> _Excerpt to read_:
How to Decide Between Stocks and Mutual Funds

Trading stocks has never been cheaper. Most brokerages no longer charge the hefty sales commissions once tacked on to online trades and many have erased maintenance fees on retirement accounts.

Mutual funds are another story. Many add commissions, called loads, to purchases and can siphon off income through management fees built into their operating costs.

So, stocks are a better deal than funds, right? For most people, that answer is wrong, and risk is the reason.

Buying an individual stock is a calculated gamble. To do it right, you need to understand the sector – for example, energy or finance – and then dig into the company itself.

  • Does it have a compelling story?
  • Are its financial results promising?
  • Do its competitors pose a threat?
  • Does it face regulatory obstacles?

You get it. There are a lot of variables, only some of which are revealed in required financial filings.

Many times, a stock plunges on bad news, catching even experienced and well-informed traders by surprise. Other times, they are richly rewarded with good news like a product breakthrough that promises to yield huge profits for the company.

> _Your tasks_:
1. Answer these questions using the passage on stocks and mutual funds.
(a) What are the commissions that many mutual funds add to purchases called?
(b) Which two sectors does the passage name as examples?
(c) What does the passage give as the reason that stocks are not a better deal than funds for most people?
2. Write the next part of the passage on choosing between stocks and mutual funds, picking up after its final sentence.
The records that come after this passage have no connection to it.

Data drawn from a collection:
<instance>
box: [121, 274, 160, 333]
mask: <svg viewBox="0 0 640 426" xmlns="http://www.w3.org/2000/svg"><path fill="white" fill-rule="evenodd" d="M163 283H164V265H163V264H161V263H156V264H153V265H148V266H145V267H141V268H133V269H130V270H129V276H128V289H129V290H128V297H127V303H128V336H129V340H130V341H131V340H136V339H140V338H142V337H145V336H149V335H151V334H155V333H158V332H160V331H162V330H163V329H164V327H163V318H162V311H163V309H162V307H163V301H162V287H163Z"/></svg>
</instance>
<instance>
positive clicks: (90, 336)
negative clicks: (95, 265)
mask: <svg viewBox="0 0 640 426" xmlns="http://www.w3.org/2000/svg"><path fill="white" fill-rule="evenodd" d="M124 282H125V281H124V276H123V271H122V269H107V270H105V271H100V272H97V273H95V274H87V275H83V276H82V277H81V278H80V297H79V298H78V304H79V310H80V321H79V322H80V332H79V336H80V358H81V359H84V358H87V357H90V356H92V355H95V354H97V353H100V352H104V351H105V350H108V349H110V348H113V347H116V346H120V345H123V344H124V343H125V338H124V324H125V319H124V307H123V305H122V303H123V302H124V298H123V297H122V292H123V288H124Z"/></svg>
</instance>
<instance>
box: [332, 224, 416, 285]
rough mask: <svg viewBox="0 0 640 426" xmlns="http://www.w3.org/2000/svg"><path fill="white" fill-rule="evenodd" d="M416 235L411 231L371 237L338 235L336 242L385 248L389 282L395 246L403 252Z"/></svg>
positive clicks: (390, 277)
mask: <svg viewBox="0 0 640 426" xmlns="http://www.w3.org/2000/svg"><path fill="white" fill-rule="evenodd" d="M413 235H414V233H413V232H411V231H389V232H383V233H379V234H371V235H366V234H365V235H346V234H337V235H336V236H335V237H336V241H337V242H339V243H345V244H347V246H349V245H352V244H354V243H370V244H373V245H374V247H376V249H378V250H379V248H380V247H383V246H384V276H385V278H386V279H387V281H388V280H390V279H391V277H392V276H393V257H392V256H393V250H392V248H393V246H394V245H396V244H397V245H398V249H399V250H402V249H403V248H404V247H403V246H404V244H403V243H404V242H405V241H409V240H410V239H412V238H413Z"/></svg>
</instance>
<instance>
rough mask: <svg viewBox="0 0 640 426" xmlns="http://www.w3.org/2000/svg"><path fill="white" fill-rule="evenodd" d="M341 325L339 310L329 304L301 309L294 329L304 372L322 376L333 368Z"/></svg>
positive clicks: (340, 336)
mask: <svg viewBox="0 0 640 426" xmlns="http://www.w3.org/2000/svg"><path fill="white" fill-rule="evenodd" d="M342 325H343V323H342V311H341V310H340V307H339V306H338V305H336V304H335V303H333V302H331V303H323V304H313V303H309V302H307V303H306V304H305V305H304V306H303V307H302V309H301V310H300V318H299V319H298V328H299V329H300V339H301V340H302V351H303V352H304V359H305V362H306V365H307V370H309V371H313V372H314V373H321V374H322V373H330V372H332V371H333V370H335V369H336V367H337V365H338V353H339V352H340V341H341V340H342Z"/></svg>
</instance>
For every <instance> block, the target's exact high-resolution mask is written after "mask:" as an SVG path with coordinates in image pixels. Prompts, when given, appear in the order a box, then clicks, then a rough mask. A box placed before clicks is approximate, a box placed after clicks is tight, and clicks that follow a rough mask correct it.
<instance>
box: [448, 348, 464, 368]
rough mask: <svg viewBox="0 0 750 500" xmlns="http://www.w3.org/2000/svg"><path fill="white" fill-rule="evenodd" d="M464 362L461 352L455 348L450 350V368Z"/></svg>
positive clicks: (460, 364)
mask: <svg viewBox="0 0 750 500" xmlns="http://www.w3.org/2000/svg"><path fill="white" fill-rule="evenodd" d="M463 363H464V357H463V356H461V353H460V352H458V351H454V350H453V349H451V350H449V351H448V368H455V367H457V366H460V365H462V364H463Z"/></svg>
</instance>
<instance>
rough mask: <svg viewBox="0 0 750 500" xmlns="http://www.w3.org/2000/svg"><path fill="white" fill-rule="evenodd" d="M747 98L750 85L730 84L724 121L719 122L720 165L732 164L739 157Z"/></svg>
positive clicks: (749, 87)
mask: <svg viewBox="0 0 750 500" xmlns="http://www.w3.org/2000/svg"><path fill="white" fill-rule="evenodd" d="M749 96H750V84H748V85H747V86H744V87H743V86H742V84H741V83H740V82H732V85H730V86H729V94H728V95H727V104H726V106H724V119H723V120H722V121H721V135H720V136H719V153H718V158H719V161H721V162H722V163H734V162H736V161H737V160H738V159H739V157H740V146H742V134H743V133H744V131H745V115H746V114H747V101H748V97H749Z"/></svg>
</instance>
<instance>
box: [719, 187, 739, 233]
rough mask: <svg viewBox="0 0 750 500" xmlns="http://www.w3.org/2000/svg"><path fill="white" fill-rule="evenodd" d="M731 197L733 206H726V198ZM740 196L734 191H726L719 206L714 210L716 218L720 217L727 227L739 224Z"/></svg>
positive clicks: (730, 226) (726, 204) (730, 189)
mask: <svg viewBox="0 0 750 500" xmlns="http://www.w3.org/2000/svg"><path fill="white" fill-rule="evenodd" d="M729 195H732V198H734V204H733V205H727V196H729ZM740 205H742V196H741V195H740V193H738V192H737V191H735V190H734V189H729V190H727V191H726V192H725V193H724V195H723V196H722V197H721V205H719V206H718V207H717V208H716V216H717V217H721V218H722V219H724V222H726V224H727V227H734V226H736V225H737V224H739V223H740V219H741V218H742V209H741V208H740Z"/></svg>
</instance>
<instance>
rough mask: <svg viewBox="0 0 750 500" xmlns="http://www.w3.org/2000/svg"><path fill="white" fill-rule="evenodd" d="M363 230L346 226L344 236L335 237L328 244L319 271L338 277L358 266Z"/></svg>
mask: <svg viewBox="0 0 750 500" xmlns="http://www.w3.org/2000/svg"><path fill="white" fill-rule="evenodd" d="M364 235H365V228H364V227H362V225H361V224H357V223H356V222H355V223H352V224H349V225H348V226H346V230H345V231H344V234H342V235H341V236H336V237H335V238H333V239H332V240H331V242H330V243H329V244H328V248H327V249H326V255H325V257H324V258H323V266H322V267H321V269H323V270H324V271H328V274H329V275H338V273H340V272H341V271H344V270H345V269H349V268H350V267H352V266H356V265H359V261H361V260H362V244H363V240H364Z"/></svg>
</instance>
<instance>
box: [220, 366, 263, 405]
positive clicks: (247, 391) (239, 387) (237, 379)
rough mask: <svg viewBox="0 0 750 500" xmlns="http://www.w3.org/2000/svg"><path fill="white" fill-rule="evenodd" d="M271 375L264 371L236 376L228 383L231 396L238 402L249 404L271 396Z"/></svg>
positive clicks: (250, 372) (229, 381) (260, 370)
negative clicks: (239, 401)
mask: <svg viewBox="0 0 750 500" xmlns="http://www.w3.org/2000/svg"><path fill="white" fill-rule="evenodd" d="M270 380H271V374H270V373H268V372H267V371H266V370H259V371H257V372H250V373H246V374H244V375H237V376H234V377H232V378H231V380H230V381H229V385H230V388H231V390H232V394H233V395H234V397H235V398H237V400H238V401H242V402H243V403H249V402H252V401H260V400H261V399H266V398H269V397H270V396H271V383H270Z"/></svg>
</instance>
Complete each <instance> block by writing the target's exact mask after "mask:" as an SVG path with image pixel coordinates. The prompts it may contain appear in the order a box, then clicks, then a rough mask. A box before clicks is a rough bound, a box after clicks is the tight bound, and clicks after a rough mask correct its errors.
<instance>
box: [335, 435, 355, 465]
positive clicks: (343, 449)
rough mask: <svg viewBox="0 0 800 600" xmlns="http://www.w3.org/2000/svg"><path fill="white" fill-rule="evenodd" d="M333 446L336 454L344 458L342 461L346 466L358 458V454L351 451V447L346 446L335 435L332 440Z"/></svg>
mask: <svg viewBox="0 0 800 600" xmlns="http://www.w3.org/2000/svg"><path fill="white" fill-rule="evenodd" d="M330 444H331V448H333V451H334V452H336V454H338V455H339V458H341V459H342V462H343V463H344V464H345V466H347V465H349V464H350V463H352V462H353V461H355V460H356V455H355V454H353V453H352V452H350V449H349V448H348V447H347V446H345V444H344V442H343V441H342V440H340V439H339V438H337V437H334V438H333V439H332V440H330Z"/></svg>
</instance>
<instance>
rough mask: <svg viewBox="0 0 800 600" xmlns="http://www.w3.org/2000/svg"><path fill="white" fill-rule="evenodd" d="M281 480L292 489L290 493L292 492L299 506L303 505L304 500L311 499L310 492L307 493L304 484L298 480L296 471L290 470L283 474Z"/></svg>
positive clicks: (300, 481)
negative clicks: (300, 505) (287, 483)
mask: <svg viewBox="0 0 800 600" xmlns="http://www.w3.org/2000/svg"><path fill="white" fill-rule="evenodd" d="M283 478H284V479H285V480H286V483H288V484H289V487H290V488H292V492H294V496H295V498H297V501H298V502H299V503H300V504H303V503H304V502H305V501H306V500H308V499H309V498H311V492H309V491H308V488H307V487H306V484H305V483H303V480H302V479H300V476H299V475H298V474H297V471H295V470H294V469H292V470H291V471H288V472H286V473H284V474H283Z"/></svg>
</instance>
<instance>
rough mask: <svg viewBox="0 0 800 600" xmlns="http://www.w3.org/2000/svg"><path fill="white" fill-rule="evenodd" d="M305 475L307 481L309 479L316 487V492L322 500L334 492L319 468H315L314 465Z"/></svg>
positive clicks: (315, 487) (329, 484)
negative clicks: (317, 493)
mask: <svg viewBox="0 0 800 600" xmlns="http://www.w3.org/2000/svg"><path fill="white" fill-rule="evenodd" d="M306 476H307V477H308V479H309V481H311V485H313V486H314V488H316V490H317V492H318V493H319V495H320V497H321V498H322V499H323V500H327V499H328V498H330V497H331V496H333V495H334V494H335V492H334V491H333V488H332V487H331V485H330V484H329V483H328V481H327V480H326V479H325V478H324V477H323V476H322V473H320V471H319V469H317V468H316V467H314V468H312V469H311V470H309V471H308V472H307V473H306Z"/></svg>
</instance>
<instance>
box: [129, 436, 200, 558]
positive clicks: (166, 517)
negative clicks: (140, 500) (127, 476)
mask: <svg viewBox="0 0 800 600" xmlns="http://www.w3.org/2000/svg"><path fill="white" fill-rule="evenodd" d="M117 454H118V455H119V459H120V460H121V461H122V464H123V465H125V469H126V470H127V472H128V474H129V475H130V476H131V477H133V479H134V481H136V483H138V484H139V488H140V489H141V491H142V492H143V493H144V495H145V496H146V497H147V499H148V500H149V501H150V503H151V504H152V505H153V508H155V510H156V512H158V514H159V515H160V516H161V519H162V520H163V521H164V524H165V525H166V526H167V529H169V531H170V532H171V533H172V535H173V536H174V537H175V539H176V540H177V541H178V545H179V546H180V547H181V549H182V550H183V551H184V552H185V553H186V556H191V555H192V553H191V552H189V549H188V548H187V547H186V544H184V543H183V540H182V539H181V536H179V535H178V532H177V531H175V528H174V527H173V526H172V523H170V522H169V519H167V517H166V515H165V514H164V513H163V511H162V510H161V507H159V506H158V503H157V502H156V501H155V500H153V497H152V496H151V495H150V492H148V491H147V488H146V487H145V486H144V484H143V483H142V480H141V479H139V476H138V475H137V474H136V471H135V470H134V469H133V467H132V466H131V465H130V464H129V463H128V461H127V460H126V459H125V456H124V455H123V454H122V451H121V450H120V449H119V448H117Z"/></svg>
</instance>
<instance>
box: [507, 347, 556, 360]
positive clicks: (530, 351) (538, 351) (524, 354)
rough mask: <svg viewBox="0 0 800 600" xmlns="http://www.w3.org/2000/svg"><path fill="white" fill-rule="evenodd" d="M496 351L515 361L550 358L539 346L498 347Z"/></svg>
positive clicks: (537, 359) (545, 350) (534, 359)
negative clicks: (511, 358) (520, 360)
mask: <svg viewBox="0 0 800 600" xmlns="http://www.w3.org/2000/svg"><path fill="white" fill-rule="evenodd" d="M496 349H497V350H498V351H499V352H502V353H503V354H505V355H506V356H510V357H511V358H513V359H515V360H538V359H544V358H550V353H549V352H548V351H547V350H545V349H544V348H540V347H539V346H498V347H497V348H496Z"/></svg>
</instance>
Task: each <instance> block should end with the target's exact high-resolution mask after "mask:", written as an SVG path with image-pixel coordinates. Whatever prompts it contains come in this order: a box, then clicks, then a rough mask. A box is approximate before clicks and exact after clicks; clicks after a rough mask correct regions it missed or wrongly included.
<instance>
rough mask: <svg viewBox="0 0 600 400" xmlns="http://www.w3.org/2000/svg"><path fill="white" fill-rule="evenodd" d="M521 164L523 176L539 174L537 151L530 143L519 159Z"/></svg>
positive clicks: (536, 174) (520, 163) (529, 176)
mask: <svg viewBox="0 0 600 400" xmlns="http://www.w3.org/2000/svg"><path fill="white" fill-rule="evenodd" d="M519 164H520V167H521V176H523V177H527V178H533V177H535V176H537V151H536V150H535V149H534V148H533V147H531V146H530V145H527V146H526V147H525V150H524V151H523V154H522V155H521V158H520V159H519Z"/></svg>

> _Answers given_:
1.
(a) Loads.
(b) Energy and finance.
(c) Risk.

2.
Mutual funds are different. They usually contain stocks or bonds from a large number of companies. Frequently, they focus on sectors, but often they use other metrics. Some invest in blue-chip companies, others in emerging markets, others in industries or segments of industries and still others in various bonds. Some of today’s most popular mutual funds hold stock in financial indexes, such as the Standard & Poor’s 500.

Most investors today enter the stock market by saving through retirement accounts, especially employer-sponsored 401(k)s. Most retirement accounts are structured to make investing simple. A typical 401(k) might contain a limited assortment of mutual funds and employees are allowed to allocate withheld wages to one or more of the options.

Key Factors to Consider

If you are torn between buying blue chip stocks or mutual funds, you need to consider your objectives and your tolerance for risk. Risk is implicit in all financial investments. The chances of a big return are greater with stocks, but so are the chances of severe losses.

Mutual funds seldom produce spectacular gains, but just as seldom do they bottom out.

In general, the more diversified your holdings, the greater the chance for long-term gains.

Risk/Reward

Individual stocks, even if they are attached to large companies, are generally riskier than mutual funds. Consider an investor who held a large amount of stock in storied retailer Sears. A generation ago, Sears was a solid investment. Then the retail world changed with big-box discounters like Walmart and on-line vendors like Amazon altered the way people shop. Gradually, Sears declined, closed thousands of stores and eventually filed bankruptcy in 2018.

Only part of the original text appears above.